CT’s ‘food insecure’ population rose by 90K in 2022, report finds

SHAHRZAD RASEKH / CT MIRROR Emil Danailov, a volunteer and customer of the Plymouth Community Food Pantry, stocks the pantry shelves.

In a state that ranks among the top 10 wealthiest, nearly half a million people don’t know where their next meal is coming from.

One in eight Connecticut residents experienced “food insecurity” in 2022, rising from one in 10 in 2021, according to the latest annual “Map the Meal Gap” report from hunger-relief organization Feeding America. 

In that time frame, the number of people considered food insecure in the state rose by 90,000 to 470,000.

Funding the unmet need for food assistance in Connecticut would cost over $375 million, the report estimated. The state’s current annual budget allocates $850,000 to the Connecticut Nutrition Assistance Program, CT-NAP. 

“We definitely have a ways to go here,” Jason Jakubowski, president of Connecticut Foodshare, said at a press conference announcing the findings in Hartford Wednesday. He added that Massachusetts and New York each spend over $30 million annually on their respective hunger assistance programs.

Jakubowski was joined at the podium by a bipartisan group of state lawmakers who pledged, one by one, to devote millions more dollars in public funds to the food banks and food pantries that provide for residents in every district in the state.

# Tasks to perform:
**1.** Repeat word for word the part of the Connecticut food insecurity article that opens with the words "CT’s ‘food insecure’" and closes with "is coming from.".
**2.** Sum up the Connecticut food insecurity article in two sentences.

# Data section:
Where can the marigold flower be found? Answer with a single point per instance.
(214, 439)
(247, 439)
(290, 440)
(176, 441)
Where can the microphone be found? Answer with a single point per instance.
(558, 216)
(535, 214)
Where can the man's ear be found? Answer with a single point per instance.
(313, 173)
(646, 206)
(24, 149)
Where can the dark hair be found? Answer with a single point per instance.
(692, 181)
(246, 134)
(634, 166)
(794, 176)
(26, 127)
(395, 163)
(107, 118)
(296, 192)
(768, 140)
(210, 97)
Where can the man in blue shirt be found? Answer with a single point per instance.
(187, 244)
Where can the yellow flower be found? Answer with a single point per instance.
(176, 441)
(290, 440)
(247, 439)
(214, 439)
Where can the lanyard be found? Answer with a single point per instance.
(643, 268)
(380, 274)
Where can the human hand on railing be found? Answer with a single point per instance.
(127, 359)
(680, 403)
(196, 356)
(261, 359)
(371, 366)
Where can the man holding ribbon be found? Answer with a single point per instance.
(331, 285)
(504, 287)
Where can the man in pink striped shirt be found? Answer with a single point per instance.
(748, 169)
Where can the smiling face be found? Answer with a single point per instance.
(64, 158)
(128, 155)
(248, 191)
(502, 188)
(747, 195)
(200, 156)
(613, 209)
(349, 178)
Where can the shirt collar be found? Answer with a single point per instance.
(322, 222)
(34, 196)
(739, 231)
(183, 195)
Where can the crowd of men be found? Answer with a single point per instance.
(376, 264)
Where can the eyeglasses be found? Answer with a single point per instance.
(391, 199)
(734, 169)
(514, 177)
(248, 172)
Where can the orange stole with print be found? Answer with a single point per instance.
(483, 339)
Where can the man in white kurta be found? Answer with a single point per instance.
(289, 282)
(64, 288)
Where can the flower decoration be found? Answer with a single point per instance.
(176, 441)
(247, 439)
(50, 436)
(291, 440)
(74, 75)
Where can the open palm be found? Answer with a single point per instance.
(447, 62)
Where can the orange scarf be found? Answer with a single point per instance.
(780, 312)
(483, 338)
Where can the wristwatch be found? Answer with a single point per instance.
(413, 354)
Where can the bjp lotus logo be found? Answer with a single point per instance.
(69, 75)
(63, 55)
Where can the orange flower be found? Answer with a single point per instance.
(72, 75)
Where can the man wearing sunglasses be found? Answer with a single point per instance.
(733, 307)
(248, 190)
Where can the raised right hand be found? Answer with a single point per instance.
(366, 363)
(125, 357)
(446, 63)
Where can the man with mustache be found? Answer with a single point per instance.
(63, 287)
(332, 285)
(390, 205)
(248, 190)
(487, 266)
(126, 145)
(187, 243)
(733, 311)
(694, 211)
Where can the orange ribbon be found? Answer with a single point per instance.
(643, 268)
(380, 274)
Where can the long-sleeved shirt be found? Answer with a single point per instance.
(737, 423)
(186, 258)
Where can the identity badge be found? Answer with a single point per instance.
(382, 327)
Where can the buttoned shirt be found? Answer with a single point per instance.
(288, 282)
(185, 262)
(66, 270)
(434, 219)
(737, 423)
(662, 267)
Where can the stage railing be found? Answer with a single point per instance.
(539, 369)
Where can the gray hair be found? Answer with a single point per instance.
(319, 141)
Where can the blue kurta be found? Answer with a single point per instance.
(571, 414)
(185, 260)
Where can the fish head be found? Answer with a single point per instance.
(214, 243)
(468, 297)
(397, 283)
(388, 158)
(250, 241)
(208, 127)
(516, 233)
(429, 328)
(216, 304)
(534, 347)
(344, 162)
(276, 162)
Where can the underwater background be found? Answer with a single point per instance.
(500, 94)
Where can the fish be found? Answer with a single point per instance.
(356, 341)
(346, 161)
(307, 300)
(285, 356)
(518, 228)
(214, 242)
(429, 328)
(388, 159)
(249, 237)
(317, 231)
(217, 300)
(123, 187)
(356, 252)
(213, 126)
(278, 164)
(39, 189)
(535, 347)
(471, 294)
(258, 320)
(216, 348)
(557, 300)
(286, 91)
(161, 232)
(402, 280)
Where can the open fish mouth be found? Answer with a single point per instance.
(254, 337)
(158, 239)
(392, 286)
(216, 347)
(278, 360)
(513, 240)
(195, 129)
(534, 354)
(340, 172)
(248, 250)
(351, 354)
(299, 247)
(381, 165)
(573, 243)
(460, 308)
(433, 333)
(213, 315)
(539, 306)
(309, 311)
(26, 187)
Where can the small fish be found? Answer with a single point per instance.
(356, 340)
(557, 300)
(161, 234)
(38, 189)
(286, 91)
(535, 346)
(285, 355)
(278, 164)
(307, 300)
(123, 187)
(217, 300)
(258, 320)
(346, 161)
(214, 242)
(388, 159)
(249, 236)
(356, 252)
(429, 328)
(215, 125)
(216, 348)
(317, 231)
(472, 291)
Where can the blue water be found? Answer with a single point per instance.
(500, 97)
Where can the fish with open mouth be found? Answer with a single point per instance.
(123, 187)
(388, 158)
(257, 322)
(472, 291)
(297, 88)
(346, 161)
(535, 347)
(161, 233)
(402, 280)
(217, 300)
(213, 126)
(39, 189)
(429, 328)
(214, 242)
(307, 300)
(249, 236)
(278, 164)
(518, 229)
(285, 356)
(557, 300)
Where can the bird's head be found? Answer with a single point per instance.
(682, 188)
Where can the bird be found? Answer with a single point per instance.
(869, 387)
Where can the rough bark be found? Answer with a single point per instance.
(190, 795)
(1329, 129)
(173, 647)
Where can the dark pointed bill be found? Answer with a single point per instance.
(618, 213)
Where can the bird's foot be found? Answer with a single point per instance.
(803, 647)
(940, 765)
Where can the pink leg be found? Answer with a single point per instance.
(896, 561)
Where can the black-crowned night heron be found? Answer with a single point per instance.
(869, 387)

# Solutions in order:
**1.**
CT’s ‘food insecure’ population rose by 90K in 2022, report finds

SHAHRZAD RASEKH / CT MIRROR Emil Danailov, a volunteer and customer of the Plymouth Community Food Pantry, stocks the pantry shelves.

In a state that ranks among the top 10 wealthiest, nearly half a million people don’t know where their next meal is coming from.

**2.** According to Feeding America's latest "Map the Meal Gap" report, one in eight Connecticut residents experienced food insecurity in 2022, up from one in 10 in 2021, as the number rose by 90,000 to 470,000. The report estimated that funding the unmet need would cost over $375 million, while the state budget gives $850,000 to CT-NAP, and a bipartisan group of state lawmakers pledged millions more for food banks and food pantries.